* EXERCISE REQUIREMENTS
From the passage below on the Haldia Petro debt proposal, copy word for word the portion starting with "The Chatterjee proposal, submitted" and going on through "of the debt.".

* DOCUMENT SECTION
The project has a debt over of over Rs 4,100 crore, the bulk of which has been pumped in by the financial institutions.
The Chatterjee proposal, submitted to the institutions early this month, envisaged converting Rs 3500 crore worth of institutional exposure to 12-year SPNs.
It envisaged a moratorium on the payment of principal for four years and interest nine years. It also planned to bring down the interest cost substantially by linking it to the bank rate.
From the present level of around 15 per cent, it wanted to bring down the interest to 9 per cent at today's bank rate (bank rate plus 2 per cent).
In effect, the proposal attempts to prolong the maturity profile of the loan, clamp a moratorium on repayment and bring down the cost of the debt.
"The institutions are keen to see the project doing well tiding over the cash crunch. There has to be equity infusion," said sources.
Chatterjee is expected to come out with another proposal soon. Indian Oil Corporation (IOC) seems to be keen on joining hands with the existing promoters of Haldia Petro as a strategic partner.
However, it wants to drastically pare the authorised capital of the company which is not acceptable to the promoters.
There seems to be difference of opinions on the valuation of the company too. The board of the company has recently approved recast of its operations by dividing it into two strategic business units (SBUs) -- naphtha offsite and polymer unit under to CEOs.

* COLLECTED MATERIAL
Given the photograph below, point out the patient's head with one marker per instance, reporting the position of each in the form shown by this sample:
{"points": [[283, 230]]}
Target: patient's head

* TASK OUTPUT
The Chatterjee proposal, submitted to the institutions early this month, envisaged converting Rs 3500 crore worth of institutional exposure to 12-year SPNs.
It envisaged a moratorium on the payment of principal for four years and interest nine years. It also planned to bring down the interest cost substantially by linking it to the bank rate.
From the present level of around 15 per cent, it wanted to bring down the interest to 9 per cent at today's bank rate (bank rate plus 2 per cent).
In effect, the proposal attempts to prolong the maturity profile of the loan, clamp a moratorium on repayment and bring down the cost of the debt.